====== Provided data ======
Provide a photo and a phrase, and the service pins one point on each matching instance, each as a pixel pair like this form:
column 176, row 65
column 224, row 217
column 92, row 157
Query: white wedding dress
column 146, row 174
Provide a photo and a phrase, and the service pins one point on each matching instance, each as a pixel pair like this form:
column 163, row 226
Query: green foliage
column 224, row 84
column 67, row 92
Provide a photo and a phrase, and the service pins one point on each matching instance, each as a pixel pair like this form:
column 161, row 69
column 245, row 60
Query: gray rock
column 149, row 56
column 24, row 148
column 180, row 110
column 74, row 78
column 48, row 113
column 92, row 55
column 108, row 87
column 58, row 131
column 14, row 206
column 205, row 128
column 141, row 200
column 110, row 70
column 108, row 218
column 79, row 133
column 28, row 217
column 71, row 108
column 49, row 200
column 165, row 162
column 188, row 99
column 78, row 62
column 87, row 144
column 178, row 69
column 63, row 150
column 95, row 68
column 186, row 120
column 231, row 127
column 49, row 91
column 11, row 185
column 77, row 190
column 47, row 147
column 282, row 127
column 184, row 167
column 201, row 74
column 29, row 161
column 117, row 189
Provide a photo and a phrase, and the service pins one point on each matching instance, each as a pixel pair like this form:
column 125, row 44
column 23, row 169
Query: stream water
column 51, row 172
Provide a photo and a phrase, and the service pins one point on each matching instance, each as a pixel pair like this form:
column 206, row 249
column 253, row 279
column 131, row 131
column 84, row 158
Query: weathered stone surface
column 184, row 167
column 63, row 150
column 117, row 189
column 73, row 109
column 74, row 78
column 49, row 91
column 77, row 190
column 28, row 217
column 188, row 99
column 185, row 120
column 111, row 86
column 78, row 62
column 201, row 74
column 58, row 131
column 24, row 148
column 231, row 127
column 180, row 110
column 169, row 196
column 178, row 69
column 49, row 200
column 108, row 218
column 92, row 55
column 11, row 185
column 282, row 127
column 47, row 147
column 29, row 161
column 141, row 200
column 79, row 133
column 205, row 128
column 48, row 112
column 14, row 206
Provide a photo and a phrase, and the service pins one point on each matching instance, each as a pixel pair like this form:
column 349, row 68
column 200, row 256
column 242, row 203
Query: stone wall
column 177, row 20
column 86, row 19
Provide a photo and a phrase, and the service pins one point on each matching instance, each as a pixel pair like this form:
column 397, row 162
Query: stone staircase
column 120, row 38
======
=== Exercise description ===
In full and without alteration, transcribe the entries above.

=== Exercise solution ===
Provide a photo and a phrase, and the service pins one point on each matching instance, each as a pixel pair like this form:
column 176, row 65
column 224, row 217
column 92, row 157
Query: white wedding dress
column 146, row 174
Provide a photo and a phrase, and the service pins one point on each matching instance, each as a pixel pair like this form:
column 163, row 226
Query: green foliage
column 224, row 84
column 67, row 92
Provide a photo and a phrase, and the service pins one point on each matching instance, each as a pixel pair like this form:
column 161, row 69
column 245, row 60
Query: gray rock
column 149, row 56
column 24, row 148
column 180, row 110
column 74, row 78
column 48, row 113
column 92, row 55
column 108, row 87
column 58, row 131
column 14, row 206
column 205, row 128
column 141, row 200
column 110, row 70
column 108, row 218
column 79, row 133
column 28, row 217
column 71, row 108
column 49, row 200
column 165, row 162
column 188, row 99
column 78, row 62
column 87, row 144
column 178, row 69
column 63, row 150
column 95, row 68
column 186, row 120
column 231, row 127
column 49, row 91
column 11, row 185
column 77, row 190
column 47, row 147
column 282, row 127
column 184, row 167
column 201, row 74
column 29, row 161
column 117, row 189
Provide a photo and a phrase, and the service pins one point on each matching instance, each as a pixel pair like this form:
column 125, row 44
column 23, row 169
Query: stream water
column 51, row 172
Provide a photo and a phrase, and the service pins one point on each matching instance, each as a pixel pair like this form:
column 206, row 249
column 253, row 279
column 131, row 131
column 84, row 158
Query: weathered stone surface
column 184, row 167
column 63, row 150
column 117, row 189
column 73, row 109
column 74, row 78
column 49, row 91
column 77, row 190
column 28, row 217
column 188, row 99
column 185, row 120
column 111, row 86
column 78, row 62
column 201, row 74
column 58, row 131
column 24, row 148
column 231, row 127
column 180, row 110
column 169, row 196
column 178, row 69
column 49, row 200
column 108, row 218
column 92, row 55
column 11, row 185
column 282, row 127
column 47, row 147
column 29, row 161
column 141, row 200
column 79, row 133
column 205, row 128
column 48, row 112
column 14, row 206
Provide a photo and a phrase, and the service pins one point on each matching instance, each as a pixel pair like this form:
column 349, row 68
column 200, row 256
column 242, row 203
Query: stone wall
column 177, row 20
column 86, row 19
Provide a photo and a phrase, and the service pins one point on each matching instance, each as a pixel pair like this form:
column 397, row 162
Query: stone staircase
column 120, row 38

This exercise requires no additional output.